STATED EXERCISE A: In the tdads tutorial below, how many points does the circle_diagram function sample from the unit circle?

# Example usage

This is an example tutorial of how to `tdads` can be used to analyze persistence diagrams. First, let's make sure we have all the necessary dependencies:

In [1]:
%pip install ripser
%pip install matplotlib

Note: you may need to restart the kernel to use updated packages.
Note: you may need to restart the kernel to use updated packages.


Now we'll import all the packages we'll need:

In [8]:
from tdads.machine_learning import *
from tdads.inference import *
from numpy.random import uniform
from numpy import array
from math import cos, sin, pi
from ripser import ripser
import matplotlib.pyplot as plt

For this tutorial we'll create helper functions for generating data and persistence diagrams from circle and spheres:

In [9]:
# function to create a circle dataset and
# compute its diagram
def circle_diagram():
    # sample 100 points from the unit circle
    theta = uniform(low = 0, high = 2*pi, size = 100)

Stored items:
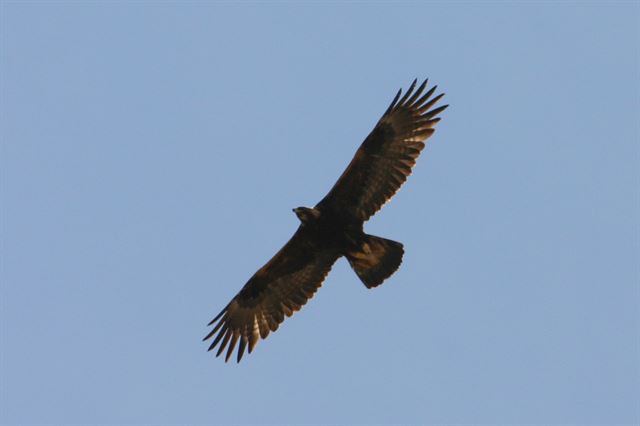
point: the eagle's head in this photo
(306, 215)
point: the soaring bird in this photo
(334, 228)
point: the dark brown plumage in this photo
(333, 228)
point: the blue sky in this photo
(150, 157)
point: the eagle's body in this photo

STATED EXERCISE B: Gather every line of the records above that contains the word "eagle". Case counts.

OUTPUT A: 100 points.

OUTPUT B:
point: the eagle's head in this photo
point: the eagle's body in this photo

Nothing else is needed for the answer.